Transcribe the listing from its top line through the line with "0L150 28L54 131L81". Keep it exact, both ends included, and add nothing.

SOURCE RECORDS:
_ _ _ _ _
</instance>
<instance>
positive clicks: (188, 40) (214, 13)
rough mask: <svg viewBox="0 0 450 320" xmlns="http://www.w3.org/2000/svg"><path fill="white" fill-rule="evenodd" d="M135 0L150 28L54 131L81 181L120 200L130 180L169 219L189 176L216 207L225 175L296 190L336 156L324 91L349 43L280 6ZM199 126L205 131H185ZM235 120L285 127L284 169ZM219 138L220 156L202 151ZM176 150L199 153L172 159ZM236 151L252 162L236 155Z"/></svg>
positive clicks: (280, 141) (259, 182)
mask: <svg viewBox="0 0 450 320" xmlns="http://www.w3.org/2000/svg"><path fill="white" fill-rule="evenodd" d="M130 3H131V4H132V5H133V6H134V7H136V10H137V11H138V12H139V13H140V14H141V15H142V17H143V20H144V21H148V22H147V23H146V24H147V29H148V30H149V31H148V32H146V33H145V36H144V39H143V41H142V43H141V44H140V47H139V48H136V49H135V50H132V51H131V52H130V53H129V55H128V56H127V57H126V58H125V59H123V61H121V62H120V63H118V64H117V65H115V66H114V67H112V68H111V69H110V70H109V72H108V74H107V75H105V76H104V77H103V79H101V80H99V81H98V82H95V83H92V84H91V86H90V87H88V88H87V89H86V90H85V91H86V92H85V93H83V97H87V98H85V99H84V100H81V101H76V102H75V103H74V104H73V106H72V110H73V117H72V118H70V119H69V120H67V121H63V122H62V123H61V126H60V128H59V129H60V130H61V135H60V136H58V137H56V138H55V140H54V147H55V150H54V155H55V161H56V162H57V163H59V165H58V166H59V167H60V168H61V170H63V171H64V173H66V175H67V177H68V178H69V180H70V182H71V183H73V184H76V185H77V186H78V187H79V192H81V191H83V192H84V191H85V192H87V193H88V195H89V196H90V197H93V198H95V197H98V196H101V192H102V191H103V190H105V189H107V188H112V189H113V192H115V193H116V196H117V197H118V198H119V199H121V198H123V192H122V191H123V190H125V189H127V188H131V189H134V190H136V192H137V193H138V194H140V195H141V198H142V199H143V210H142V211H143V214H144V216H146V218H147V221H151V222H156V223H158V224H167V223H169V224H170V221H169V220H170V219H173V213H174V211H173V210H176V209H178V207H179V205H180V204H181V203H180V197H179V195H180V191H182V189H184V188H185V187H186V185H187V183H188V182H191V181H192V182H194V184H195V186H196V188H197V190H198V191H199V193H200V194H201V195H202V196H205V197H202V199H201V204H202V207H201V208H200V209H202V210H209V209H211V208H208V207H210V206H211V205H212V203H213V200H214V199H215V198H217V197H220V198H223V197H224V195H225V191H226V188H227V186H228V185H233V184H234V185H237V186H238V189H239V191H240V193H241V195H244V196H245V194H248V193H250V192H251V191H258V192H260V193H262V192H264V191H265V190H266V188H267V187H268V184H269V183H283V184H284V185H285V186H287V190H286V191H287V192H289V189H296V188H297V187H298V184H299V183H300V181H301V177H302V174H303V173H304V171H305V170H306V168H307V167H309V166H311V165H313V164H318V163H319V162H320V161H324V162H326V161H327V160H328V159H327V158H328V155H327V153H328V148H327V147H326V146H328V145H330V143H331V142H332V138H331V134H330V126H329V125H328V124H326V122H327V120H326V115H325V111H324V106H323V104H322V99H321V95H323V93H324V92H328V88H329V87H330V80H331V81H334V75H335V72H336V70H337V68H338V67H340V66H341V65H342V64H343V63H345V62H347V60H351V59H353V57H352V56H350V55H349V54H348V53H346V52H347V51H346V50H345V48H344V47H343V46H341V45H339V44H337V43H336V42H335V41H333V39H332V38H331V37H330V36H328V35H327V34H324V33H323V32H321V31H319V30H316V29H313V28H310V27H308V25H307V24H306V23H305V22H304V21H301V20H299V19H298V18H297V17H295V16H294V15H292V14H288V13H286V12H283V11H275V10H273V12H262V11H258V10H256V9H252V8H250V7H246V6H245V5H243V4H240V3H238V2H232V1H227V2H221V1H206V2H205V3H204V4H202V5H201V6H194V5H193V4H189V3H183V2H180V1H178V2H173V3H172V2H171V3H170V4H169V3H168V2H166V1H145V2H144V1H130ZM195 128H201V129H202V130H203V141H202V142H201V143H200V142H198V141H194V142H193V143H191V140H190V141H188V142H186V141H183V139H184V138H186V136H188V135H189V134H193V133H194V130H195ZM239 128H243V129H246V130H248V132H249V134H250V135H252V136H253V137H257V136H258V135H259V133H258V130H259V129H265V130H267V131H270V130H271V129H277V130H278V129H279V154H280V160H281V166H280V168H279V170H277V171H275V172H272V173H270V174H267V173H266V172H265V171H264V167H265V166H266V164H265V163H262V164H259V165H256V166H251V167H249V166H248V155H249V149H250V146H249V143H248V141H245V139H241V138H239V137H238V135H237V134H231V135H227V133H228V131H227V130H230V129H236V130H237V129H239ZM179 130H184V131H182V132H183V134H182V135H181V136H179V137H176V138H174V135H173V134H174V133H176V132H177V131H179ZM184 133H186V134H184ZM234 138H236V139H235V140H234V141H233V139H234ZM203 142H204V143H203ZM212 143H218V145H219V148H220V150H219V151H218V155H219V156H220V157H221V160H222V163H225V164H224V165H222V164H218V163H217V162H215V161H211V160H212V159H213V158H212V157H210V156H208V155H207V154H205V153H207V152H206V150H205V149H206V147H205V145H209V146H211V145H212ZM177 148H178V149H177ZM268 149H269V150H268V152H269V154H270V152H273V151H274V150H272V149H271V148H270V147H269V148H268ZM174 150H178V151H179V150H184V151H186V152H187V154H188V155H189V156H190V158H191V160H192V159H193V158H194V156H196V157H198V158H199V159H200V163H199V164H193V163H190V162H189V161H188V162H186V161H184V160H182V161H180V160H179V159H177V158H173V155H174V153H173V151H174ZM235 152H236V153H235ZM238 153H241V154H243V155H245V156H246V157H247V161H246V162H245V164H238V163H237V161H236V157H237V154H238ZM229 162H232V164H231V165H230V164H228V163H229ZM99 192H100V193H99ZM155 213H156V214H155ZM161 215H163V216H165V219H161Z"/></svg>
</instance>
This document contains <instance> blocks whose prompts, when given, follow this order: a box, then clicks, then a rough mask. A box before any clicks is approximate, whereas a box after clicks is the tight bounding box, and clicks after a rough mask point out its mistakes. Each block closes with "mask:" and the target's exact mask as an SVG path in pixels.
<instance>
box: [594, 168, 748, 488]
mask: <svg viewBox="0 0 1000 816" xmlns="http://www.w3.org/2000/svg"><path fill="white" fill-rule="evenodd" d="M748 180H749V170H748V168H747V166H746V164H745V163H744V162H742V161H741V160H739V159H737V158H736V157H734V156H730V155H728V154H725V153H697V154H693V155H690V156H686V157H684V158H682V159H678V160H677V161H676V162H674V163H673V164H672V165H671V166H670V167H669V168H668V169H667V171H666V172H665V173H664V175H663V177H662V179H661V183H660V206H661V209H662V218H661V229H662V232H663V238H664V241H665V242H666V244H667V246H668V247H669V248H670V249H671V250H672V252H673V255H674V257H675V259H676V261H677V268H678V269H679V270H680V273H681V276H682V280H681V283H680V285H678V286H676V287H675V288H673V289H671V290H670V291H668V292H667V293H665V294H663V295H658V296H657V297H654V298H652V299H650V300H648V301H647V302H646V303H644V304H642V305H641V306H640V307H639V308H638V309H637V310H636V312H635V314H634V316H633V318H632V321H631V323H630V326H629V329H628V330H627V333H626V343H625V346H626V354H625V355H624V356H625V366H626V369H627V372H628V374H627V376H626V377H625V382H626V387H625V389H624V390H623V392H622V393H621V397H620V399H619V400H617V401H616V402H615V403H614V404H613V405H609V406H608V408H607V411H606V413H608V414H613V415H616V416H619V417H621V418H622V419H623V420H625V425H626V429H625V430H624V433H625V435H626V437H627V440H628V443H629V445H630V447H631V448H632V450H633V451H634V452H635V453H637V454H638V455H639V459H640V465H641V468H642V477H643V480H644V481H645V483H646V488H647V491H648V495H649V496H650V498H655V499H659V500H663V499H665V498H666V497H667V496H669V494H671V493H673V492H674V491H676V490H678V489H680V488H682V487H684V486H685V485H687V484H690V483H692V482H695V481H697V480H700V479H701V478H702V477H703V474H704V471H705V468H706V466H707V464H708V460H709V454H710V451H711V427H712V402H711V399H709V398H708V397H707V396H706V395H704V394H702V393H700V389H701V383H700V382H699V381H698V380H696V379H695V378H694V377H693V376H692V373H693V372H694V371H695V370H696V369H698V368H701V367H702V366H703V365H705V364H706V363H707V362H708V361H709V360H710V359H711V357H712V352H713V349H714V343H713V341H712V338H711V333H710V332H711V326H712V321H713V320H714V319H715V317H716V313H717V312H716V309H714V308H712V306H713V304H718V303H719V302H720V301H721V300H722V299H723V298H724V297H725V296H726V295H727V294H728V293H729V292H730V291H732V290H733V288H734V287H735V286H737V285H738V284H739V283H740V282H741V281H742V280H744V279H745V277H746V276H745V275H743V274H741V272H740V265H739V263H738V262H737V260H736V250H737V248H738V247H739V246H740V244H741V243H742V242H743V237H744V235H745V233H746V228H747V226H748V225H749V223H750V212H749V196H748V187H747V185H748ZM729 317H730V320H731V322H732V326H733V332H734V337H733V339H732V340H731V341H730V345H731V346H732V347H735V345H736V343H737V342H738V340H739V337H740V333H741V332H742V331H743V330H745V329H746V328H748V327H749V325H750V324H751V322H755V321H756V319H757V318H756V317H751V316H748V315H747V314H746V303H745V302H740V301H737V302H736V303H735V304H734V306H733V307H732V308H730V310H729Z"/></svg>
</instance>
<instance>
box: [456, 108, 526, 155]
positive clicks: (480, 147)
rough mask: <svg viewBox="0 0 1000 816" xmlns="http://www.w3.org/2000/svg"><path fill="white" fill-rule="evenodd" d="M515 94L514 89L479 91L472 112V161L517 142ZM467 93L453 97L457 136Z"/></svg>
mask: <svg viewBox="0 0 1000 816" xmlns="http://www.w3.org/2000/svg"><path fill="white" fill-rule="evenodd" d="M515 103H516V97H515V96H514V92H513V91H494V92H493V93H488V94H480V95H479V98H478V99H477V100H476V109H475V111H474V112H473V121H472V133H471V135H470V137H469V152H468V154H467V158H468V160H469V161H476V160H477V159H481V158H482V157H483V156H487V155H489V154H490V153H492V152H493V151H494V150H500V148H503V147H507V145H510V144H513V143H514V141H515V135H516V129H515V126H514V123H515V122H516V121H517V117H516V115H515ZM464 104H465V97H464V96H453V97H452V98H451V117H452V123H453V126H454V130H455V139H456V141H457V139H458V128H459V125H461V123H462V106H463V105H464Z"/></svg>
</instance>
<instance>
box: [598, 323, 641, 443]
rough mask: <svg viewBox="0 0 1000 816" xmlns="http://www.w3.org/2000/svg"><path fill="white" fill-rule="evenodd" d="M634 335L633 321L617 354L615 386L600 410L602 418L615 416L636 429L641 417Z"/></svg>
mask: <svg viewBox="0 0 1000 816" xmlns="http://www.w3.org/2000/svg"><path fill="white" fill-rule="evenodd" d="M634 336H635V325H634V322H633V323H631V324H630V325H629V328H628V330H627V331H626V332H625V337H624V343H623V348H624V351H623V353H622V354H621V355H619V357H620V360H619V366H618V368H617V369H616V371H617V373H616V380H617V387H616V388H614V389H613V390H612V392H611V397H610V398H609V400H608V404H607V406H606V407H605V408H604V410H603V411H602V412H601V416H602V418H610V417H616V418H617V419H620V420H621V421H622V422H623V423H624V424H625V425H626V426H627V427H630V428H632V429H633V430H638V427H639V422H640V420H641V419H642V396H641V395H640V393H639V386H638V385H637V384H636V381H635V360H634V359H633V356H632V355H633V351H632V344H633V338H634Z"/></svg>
_ _ _ _ _
RESPONSE TO THIS TASK:
</instance>
<instance>
positive clicks: (188, 40) (214, 13)
rough mask: <svg viewBox="0 0 450 320" xmlns="http://www.w3.org/2000/svg"><path fill="white" fill-rule="evenodd" d="M135 0L150 28L54 131L81 181L120 200L130 180L169 219L189 176L216 207L225 175L296 190L336 156L324 91L349 43L280 6ZM199 126L205 131H185ZM235 120L285 127L284 169ZM219 138L220 156L202 151ZM176 150L199 153L172 159ZM236 151L252 162L236 155Z"/></svg>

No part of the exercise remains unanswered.